#### TASK INSTRUCTIONS
Reproduce the listing below line for line, leaving out the pictures.

==================================================

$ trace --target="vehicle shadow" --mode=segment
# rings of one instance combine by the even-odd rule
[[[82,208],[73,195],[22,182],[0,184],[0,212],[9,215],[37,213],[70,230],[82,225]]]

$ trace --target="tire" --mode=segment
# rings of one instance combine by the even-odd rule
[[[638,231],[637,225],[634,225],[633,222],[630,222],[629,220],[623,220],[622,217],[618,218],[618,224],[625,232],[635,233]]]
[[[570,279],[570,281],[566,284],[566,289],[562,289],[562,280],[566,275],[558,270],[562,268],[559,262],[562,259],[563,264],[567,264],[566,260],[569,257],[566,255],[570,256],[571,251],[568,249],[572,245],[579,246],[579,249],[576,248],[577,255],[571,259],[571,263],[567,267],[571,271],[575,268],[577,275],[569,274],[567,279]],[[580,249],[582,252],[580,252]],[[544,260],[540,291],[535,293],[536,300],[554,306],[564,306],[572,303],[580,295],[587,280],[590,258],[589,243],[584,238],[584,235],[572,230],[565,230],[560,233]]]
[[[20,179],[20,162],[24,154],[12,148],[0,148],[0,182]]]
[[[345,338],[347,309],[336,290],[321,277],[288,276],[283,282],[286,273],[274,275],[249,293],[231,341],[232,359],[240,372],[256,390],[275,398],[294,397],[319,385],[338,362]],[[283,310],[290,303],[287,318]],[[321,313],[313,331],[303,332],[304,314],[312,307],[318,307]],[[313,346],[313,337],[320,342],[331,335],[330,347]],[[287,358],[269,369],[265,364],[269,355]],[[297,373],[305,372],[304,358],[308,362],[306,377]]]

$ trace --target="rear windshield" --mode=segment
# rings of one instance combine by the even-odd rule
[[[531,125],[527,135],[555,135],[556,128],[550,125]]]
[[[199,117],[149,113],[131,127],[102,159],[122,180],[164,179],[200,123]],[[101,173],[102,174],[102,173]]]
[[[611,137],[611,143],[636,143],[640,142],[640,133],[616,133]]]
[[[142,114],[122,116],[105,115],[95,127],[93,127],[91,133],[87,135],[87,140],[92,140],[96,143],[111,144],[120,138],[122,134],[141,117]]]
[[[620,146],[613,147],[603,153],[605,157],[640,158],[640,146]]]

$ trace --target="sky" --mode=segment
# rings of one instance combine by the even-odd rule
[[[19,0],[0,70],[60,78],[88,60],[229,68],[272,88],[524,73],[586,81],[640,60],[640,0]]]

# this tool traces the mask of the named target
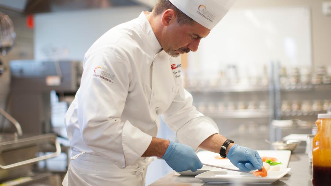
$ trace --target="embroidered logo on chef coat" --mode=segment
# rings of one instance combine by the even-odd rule
[[[115,79],[115,75],[102,70],[101,67],[98,66],[94,69],[94,74],[93,76],[101,78],[104,80],[113,83],[112,80]]]
[[[180,69],[182,64],[172,64],[170,66],[172,70],[172,73],[175,76],[175,78],[178,78],[180,77]]]

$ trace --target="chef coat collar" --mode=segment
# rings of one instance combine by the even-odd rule
[[[141,29],[144,34],[146,36],[146,38],[151,45],[152,50],[153,50],[154,55],[156,55],[158,53],[161,52],[163,49],[162,47],[159,42],[159,40],[156,38],[155,34],[153,31],[151,24],[147,19],[146,16],[145,14],[147,11],[143,11],[140,14],[138,19],[141,21],[142,24],[140,24]]]

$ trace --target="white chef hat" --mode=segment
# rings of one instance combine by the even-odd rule
[[[211,30],[236,0],[169,0],[193,20]]]

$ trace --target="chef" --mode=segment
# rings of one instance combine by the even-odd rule
[[[92,45],[65,119],[72,155],[64,185],[145,185],[150,157],[194,171],[199,148],[243,170],[261,168],[256,151],[219,134],[196,110],[180,75],[180,55],[196,51],[235,1],[159,0]],[[180,143],[156,137],[160,115]]]

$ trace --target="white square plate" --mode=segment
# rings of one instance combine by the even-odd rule
[[[258,150],[258,152],[260,156],[273,157],[277,158],[277,162],[282,162],[279,165],[281,169],[286,169],[290,160],[291,152],[289,150]],[[228,159],[219,160],[215,158],[216,156],[219,156],[219,154],[206,151],[199,152],[197,155],[200,160],[203,163],[212,165],[216,166],[223,167],[233,169],[238,169]],[[204,166],[202,168],[196,172],[187,170],[178,173],[182,175],[196,175],[208,170],[221,170],[218,168]]]
[[[291,168],[288,168],[281,169],[280,171],[268,172],[268,176],[263,178],[235,171],[209,170],[195,177],[206,183],[272,184],[286,175],[290,170]]]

==================================================

#### WRITTEN RESPONSE
$ trace --target="vehicle shadow" --mode=segment
# rings of one instance combine by the even-odd rule
[[[82,208],[73,195],[22,182],[0,184],[0,212],[9,215],[37,213],[70,230],[82,225]]]

$ trace --target="tire" --mode=segment
# rings of one instance combine by the even-odd rule
[[[638,231],[637,225],[634,225],[633,222],[630,222],[629,220],[623,220],[622,217],[618,218],[618,224],[625,232],[635,233]]]
[[[570,279],[570,281],[566,284],[566,289],[562,289],[562,280],[566,275],[558,270],[562,268],[559,262],[562,259],[563,264],[567,264],[566,260],[569,257],[566,255],[570,256],[571,251],[568,249],[572,245],[579,246],[579,249],[576,248],[577,255],[571,259],[571,263],[567,267],[571,271],[575,268],[577,275],[569,274],[567,279]],[[580,249],[582,252],[580,252]],[[544,260],[540,291],[535,293],[536,300],[554,306],[564,306],[572,303],[580,295],[587,280],[590,258],[589,243],[584,238],[584,235],[572,230],[565,230],[560,233]]]
[[[20,179],[20,162],[24,154],[12,148],[0,148],[0,182]]]
[[[345,338],[347,309],[336,290],[321,277],[288,276],[283,282],[286,273],[274,275],[249,293],[231,341],[232,359],[240,372],[256,390],[275,398],[294,397],[319,385],[338,362]],[[283,310],[290,303],[287,318]],[[321,313],[313,331],[303,332],[304,314],[312,307],[318,307]],[[313,346],[313,337],[320,342],[331,335],[330,347]],[[287,358],[269,369],[265,364],[269,355]],[[297,373],[305,372],[304,358],[308,362],[306,377]]]

$ trace --target="rear windshield" --mode=segment
# rings of one instance combine by the even-odd rule
[[[531,125],[527,135],[555,135],[556,128],[550,125]]]
[[[199,117],[149,113],[131,127],[102,159],[122,180],[164,179],[200,123]],[[101,173],[102,174],[102,173]]]
[[[611,137],[611,143],[636,143],[640,142],[640,133],[616,133]]]
[[[142,114],[122,116],[105,115],[95,127],[93,127],[91,133],[87,135],[87,140],[92,140],[96,143],[111,144],[120,138],[122,134],[141,117]]]
[[[620,146],[613,147],[603,153],[605,157],[640,158],[640,146]]]

$ trace --target="sky" --mode=segment
# rings of one instance combine by the even-odd rule
[[[19,0],[0,70],[60,78],[88,60],[229,68],[272,88],[524,73],[586,81],[640,60],[640,0]]]

# this tool traces the mask of the named target
$ trace --target="embroidered logo on chef coat" --mode=segment
# rings of one instance combine by the even-odd rule
[[[115,79],[115,75],[102,70],[101,67],[98,66],[94,69],[94,74],[93,76],[101,78],[104,80],[113,83],[112,80]]]
[[[180,69],[182,64],[172,64],[170,66],[172,70],[172,73],[175,76],[175,78],[178,78],[180,77]]]

$ trace --target="chef coat collar" --mode=segment
# rings of one instance combine by the even-odd rule
[[[141,29],[144,34],[146,36],[146,38],[151,45],[152,50],[153,50],[154,55],[156,55],[158,53],[161,52],[163,49],[162,47],[159,42],[159,40],[156,38],[155,34],[153,31],[151,24],[147,19],[146,16],[145,14],[147,11],[143,11],[140,14],[138,19],[141,21],[142,24],[140,24]]]

$ trace --target="white chef hat" --mode=segment
# rings of one instance combine by the even-odd rule
[[[211,30],[236,0],[169,0],[193,20]]]

$ trace --target="chef" --mode=segment
# rings of one instance combine by the even-odd rule
[[[92,45],[65,119],[72,155],[64,185],[145,185],[150,157],[194,171],[199,148],[243,170],[261,168],[256,151],[219,134],[196,110],[180,75],[180,55],[196,51],[235,1],[159,0]],[[180,143],[156,137],[160,115]]]

$ trace --target="white square plate" --mode=segment
# rings of one instance combine by the even-odd rule
[[[258,150],[258,152],[260,156],[273,157],[277,158],[277,162],[282,162],[279,165],[281,169],[286,169],[290,160],[291,152],[289,150]],[[228,159],[219,160],[215,158],[216,156],[219,156],[219,154],[206,151],[199,152],[197,155],[200,160],[203,163],[212,165],[216,166],[223,167],[233,169],[238,169]],[[204,166],[202,168],[196,172],[187,170],[178,173],[182,175],[196,175],[208,170],[221,170],[218,168]]]
[[[291,168],[288,168],[281,169],[280,171],[268,172],[268,176],[263,178],[235,171],[209,170],[195,177],[206,183],[272,184],[286,175],[290,170]]]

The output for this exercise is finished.